• _Provided material_

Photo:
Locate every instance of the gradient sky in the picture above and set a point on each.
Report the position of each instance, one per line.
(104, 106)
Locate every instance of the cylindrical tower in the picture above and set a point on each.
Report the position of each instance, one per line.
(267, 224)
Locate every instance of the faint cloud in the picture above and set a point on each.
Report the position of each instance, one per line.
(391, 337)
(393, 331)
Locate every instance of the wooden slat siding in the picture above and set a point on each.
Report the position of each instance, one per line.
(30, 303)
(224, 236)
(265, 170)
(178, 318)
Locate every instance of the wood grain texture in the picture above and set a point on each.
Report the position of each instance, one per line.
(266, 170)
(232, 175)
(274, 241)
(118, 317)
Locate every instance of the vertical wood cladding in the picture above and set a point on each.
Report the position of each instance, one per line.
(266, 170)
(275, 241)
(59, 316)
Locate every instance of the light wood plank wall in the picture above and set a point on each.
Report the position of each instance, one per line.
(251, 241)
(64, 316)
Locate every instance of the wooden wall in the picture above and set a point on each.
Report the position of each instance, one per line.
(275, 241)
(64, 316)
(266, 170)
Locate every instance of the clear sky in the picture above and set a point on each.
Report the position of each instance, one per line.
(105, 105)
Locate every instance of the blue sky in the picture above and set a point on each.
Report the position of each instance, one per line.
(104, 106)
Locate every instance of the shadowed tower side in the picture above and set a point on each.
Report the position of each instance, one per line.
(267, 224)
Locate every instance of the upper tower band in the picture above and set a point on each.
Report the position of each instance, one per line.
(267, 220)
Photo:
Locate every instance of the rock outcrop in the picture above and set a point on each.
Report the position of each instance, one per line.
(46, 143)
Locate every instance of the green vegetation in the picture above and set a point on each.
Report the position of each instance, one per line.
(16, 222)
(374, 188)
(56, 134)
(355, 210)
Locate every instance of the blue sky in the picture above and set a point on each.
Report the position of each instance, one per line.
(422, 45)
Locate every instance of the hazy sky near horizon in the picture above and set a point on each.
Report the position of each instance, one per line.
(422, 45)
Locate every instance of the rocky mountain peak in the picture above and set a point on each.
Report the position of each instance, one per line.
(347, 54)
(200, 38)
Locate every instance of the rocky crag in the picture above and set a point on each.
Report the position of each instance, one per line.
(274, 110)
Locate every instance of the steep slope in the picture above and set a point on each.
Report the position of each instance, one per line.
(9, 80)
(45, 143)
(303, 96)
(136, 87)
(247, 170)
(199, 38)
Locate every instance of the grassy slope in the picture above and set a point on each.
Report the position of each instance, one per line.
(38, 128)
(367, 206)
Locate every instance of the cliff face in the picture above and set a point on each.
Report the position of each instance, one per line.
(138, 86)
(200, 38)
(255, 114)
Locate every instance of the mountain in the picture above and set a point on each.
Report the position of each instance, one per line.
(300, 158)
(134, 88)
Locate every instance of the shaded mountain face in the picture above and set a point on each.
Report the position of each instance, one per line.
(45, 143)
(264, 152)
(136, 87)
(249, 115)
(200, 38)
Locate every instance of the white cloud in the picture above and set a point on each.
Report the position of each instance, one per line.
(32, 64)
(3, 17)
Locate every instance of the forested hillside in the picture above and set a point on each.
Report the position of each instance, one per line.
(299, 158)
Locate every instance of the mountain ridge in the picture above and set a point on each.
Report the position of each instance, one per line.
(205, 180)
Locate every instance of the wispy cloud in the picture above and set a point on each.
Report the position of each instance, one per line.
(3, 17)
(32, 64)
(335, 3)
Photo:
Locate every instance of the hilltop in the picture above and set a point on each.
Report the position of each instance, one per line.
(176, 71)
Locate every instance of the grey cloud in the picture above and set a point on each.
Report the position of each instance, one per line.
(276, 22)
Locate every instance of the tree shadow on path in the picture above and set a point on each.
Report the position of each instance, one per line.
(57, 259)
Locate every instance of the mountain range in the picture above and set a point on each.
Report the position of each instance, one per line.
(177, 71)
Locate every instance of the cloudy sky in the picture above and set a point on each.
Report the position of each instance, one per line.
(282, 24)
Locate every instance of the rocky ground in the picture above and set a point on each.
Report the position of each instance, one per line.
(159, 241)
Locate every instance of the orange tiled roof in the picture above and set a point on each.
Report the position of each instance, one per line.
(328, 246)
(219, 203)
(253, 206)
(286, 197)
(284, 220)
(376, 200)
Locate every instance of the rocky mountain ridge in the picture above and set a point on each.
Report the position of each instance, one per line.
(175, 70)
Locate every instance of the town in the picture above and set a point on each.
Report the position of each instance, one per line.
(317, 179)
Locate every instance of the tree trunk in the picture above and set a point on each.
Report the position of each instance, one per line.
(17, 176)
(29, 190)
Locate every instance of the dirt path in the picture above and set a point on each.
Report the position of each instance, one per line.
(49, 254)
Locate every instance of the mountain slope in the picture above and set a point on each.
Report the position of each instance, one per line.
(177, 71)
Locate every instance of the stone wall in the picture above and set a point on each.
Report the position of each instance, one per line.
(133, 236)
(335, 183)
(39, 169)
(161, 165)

• _What you should do_
Please write out, exactly as they appear above, only the lines in the stretch from the line with "Locate every instance of the cylindrical" through the line with "Locate every instance of the vertical".

• _Written answer_
Locate every instance of the cylindrical tower in the picture above and set a point on each.
Report the position of each instance, one per line.
(267, 224)
Locate every instance of the faint cloud in the picture above and set a point on each.
Report the position of each instance, one per line.
(391, 337)
(393, 331)
Locate every instance of the wooden slat siding in the picture above and set a point on each.
Report the position of each instance, one per line.
(30, 303)
(224, 236)
(265, 170)
(178, 318)
Locate every instance of the wood grain texture in the picture above and set a point on each.
Report the position of each instance, one per line.
(266, 170)
(232, 175)
(274, 241)
(118, 317)
Locate every instance of the vertical wood cladding in the picture above and set a point on each.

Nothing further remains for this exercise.